All of the data is to be set down again without any alteration.

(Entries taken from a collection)

--------------------

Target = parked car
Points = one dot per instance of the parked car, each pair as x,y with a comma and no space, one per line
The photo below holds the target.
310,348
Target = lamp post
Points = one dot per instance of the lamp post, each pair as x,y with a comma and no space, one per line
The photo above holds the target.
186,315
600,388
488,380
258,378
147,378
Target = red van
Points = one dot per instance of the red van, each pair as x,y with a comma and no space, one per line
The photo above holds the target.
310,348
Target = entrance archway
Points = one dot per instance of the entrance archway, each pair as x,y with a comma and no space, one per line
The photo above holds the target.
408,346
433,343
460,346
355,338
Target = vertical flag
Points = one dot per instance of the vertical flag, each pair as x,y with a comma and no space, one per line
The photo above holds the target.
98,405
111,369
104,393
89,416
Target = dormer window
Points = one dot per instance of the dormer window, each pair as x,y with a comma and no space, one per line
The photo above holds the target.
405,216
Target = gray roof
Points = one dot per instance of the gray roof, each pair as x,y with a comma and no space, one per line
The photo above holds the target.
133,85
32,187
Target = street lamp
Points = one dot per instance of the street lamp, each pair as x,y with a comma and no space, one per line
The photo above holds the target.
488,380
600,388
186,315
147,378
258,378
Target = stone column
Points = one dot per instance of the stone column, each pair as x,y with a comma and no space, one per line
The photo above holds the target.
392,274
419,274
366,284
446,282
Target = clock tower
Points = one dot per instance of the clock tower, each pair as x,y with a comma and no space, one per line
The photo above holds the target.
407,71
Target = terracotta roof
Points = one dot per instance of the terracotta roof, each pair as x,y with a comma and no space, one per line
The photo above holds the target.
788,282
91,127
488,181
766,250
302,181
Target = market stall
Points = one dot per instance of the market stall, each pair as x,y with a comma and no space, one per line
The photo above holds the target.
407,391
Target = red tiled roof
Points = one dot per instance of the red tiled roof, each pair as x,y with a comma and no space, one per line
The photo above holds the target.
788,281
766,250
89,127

--------------------

* Answer for the task *
Target = parked car
Points = one dot per instance of the parked car, each pair as x,y with a comma and no space, one per line
The photo below holds the target.
310,348
Target = lamp post
Points = one dot per instance of the lamp post, each pair as x,y with a comma and no space, one per line
The photo above holds the target.
186,315
600,388
488,380
258,378
147,378
Target = red van
Points = one dot per instance of the red van, each pair as x,y with a comma and no space, one per line
The photo above holds the target.
310,348
Target = entrance archway
Points = one dot per instance of the entrance archway, each pair as x,y with a comma and no space, one per line
The photo above holds the target.
408,346
433,343
460,346
355,338
Target = vertical flag
Points = one dot per instance of the vertical flag, each pair as x,y with a comma and no space, one per line
The photo above holds the target.
98,405
111,369
104,393
89,416
Target = dormer window
Points = one dot per instance of the dormer window, each pair as x,y with a comma and no space, one per line
The photo above holds the target.
405,216
Target = gray roof
Points = one dot per instance of the gray roof, each pair as x,y with a comma and no space, one per line
The photo above holds the target.
133,85
32,187
Target = street lamp
Points = one dot per instance of the street lamp, each pair as x,y with a comma and no space, one per line
The photo above holds the target.
488,380
600,388
186,315
147,378
258,378
Target = stone column
Points = one dot per instance of the stone column, each pair as x,y with a comma and no space, one per line
The photo above holds the target.
392,274
419,274
366,284
446,282
Target = clock tower
Points = one dot per instance of the clock tower, each pair as x,y with a comma and no space, one per line
The photo above holds the target.
407,71
Target = terracotta roof
Points = one dot per instance of the terracotta roof, each pair as x,y with a comma and no space, one per line
The photo above holds the target.
788,282
91,127
488,181
766,250
302,181
Target = market stall
Points = one dot per instance of the market stall, each pair as x,y with a comma and no space, one per line
The photo above holds the target.
407,391
Target = red tiled roof
Points = one dot per instance of the red tiled roof, each pair as x,y with a comma and no space, one per line
The photo above holds the target.
788,281
766,250
89,127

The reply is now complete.